* **Request**: Keep only those lines of the items below that contain the string "background", and copy them out. Matching is case-sensitive.

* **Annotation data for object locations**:
------------------------------

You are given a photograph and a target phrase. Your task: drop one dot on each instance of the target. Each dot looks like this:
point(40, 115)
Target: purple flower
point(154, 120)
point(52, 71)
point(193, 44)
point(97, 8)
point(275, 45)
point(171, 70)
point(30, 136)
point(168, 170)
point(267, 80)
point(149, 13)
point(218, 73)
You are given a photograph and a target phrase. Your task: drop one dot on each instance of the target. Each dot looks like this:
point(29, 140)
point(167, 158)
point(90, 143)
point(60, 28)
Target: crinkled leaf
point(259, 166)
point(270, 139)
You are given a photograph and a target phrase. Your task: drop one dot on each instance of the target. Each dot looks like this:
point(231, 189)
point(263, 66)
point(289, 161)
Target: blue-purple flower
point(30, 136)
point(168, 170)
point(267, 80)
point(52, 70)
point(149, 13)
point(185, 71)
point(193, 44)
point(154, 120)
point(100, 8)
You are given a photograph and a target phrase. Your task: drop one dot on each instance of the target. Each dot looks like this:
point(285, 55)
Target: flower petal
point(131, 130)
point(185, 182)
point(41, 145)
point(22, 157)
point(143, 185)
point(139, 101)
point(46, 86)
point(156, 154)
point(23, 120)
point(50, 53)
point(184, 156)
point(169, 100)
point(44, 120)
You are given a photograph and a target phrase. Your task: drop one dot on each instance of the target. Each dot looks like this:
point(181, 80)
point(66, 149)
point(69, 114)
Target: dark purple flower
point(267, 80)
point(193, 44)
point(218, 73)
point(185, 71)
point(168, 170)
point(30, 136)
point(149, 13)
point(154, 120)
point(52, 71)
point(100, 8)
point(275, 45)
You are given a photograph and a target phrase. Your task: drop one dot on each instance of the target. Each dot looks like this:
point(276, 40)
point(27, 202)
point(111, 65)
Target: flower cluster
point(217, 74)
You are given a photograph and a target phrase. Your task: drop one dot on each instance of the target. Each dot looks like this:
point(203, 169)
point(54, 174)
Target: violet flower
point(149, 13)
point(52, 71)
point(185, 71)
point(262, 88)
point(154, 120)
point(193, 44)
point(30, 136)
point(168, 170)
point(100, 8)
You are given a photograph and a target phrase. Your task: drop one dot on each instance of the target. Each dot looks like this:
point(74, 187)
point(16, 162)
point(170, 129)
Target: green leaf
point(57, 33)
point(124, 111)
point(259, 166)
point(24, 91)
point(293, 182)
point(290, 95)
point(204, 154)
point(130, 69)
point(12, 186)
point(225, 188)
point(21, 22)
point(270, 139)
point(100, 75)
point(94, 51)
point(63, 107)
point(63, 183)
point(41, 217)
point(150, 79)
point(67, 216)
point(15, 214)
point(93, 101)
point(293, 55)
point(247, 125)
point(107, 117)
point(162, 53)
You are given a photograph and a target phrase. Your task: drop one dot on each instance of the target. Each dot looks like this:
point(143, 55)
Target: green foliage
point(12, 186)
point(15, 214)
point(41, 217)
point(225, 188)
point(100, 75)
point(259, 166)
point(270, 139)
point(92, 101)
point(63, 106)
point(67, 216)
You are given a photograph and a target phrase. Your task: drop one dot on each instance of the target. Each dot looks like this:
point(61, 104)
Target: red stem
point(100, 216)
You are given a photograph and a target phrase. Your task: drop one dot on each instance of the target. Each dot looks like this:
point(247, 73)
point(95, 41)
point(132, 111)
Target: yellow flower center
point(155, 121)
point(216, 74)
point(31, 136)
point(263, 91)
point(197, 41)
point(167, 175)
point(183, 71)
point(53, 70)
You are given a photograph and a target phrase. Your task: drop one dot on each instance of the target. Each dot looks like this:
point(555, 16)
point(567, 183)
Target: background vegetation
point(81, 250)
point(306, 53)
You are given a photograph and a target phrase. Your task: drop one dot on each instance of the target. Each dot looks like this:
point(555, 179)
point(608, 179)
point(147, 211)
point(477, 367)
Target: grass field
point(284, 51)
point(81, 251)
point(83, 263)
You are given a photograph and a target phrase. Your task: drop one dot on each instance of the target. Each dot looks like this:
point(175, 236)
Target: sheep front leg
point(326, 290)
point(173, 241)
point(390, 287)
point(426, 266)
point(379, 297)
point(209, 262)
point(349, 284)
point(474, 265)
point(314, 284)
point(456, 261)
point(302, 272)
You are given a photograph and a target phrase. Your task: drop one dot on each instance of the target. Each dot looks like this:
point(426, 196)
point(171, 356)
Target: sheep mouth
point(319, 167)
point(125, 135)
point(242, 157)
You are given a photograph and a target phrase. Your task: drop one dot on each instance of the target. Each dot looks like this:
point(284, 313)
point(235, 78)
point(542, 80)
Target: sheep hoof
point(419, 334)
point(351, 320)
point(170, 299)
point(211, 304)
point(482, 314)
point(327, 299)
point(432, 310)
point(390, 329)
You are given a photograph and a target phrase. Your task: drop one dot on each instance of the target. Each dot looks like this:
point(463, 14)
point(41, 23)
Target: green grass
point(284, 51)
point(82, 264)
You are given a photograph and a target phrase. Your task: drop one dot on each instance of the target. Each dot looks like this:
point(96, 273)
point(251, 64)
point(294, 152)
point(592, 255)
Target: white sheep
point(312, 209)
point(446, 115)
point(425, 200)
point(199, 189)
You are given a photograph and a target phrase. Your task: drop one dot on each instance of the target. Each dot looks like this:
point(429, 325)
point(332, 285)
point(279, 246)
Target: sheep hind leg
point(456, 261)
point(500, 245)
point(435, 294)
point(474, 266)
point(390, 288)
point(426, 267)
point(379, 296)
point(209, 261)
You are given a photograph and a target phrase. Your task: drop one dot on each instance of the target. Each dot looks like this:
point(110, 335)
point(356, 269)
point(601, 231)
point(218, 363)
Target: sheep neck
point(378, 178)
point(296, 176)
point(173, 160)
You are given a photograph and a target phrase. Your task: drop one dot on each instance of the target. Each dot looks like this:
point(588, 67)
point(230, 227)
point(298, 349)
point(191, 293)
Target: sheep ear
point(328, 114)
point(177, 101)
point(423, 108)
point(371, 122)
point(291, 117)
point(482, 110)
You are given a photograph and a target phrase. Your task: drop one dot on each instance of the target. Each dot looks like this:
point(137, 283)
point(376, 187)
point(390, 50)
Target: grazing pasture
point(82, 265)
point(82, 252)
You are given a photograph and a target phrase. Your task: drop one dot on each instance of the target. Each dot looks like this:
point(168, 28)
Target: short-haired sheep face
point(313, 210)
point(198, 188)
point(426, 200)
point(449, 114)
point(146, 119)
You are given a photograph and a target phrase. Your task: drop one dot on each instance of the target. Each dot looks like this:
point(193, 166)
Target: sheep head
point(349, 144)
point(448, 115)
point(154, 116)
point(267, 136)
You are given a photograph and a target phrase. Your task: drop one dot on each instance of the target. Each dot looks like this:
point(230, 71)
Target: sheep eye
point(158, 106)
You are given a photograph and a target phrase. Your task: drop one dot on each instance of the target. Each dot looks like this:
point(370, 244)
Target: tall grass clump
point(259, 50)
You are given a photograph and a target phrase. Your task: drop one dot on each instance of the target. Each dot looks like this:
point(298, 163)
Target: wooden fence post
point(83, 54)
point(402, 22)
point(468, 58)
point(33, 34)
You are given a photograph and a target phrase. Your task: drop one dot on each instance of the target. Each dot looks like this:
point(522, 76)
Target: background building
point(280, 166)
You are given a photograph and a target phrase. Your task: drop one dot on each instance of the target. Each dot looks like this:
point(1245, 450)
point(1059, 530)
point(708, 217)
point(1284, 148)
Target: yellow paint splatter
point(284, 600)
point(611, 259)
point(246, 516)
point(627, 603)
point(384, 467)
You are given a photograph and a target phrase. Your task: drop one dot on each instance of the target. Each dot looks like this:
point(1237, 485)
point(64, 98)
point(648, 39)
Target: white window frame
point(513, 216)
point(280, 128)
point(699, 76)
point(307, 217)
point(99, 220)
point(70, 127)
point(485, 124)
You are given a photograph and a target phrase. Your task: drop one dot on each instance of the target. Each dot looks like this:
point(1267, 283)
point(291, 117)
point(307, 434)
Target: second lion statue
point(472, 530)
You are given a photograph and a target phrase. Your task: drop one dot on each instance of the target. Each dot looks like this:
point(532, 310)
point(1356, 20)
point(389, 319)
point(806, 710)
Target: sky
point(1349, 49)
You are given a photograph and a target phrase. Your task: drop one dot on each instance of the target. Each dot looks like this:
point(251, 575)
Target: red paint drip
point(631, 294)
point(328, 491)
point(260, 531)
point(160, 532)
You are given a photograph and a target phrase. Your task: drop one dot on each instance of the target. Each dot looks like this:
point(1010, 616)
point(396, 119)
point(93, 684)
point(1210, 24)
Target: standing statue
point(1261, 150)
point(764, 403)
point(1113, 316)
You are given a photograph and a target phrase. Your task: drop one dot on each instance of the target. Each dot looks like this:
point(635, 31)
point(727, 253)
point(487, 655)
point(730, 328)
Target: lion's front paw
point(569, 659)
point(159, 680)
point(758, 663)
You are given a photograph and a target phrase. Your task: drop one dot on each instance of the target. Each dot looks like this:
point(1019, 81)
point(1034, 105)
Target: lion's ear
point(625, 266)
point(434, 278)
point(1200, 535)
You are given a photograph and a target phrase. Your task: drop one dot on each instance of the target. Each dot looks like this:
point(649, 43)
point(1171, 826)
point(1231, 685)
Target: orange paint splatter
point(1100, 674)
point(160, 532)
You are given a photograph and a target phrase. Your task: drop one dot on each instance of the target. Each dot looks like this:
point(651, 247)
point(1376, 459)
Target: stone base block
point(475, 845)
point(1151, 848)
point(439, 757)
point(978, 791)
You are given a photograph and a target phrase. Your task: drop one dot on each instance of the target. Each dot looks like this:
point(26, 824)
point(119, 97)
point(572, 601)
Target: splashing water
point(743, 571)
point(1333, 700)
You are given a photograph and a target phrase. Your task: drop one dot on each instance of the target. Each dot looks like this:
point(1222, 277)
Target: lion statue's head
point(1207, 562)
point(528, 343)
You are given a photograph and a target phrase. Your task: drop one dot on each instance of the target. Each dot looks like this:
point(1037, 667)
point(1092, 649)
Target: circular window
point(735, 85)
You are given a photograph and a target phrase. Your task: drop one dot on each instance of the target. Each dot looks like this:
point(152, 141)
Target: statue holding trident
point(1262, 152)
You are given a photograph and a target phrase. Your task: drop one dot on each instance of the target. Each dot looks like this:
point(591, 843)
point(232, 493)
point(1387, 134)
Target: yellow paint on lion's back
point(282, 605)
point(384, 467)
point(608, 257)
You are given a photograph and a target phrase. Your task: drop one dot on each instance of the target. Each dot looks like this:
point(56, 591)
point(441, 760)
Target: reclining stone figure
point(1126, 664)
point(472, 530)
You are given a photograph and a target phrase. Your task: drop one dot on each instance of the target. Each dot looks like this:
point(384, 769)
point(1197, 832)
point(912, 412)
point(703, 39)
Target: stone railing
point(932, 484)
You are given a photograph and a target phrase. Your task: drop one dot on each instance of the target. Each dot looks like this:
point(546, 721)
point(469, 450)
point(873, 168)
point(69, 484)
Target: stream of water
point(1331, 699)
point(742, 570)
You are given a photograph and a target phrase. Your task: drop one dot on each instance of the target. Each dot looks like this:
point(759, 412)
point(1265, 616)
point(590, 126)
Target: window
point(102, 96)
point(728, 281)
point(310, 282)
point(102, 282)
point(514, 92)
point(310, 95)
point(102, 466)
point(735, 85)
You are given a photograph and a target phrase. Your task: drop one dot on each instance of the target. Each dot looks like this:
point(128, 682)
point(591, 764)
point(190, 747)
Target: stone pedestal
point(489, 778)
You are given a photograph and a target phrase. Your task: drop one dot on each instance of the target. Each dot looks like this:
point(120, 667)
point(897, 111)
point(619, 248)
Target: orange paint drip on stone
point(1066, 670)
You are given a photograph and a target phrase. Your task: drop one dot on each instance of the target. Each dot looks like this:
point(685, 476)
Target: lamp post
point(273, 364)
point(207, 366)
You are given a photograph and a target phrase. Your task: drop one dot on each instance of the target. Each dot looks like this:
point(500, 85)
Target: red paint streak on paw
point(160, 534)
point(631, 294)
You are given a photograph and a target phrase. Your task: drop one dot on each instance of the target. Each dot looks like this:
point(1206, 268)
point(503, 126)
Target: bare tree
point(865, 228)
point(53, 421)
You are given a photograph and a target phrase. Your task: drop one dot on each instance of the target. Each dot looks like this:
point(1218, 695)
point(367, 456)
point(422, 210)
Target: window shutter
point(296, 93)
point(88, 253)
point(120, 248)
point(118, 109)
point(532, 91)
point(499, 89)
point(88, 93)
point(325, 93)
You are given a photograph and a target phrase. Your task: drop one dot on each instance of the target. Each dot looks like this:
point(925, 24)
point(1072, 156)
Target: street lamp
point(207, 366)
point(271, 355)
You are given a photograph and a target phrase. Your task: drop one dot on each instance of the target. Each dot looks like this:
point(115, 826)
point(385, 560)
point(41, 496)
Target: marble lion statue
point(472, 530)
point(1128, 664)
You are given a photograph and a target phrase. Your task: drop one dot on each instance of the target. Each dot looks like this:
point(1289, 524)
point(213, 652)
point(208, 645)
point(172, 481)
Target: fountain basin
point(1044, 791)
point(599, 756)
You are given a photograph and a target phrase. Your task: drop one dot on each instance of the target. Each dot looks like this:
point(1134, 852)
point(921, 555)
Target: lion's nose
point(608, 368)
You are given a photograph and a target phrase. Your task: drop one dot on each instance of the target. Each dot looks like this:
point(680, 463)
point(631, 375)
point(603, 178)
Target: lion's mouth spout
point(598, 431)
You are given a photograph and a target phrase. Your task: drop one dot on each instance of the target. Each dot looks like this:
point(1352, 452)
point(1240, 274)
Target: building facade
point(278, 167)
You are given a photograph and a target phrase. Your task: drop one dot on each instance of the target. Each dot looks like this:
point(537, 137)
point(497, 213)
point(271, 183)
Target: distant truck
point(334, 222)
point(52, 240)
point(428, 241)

------------------------------

* **Answer to this problem**:
Target: background vegetation
Target: background building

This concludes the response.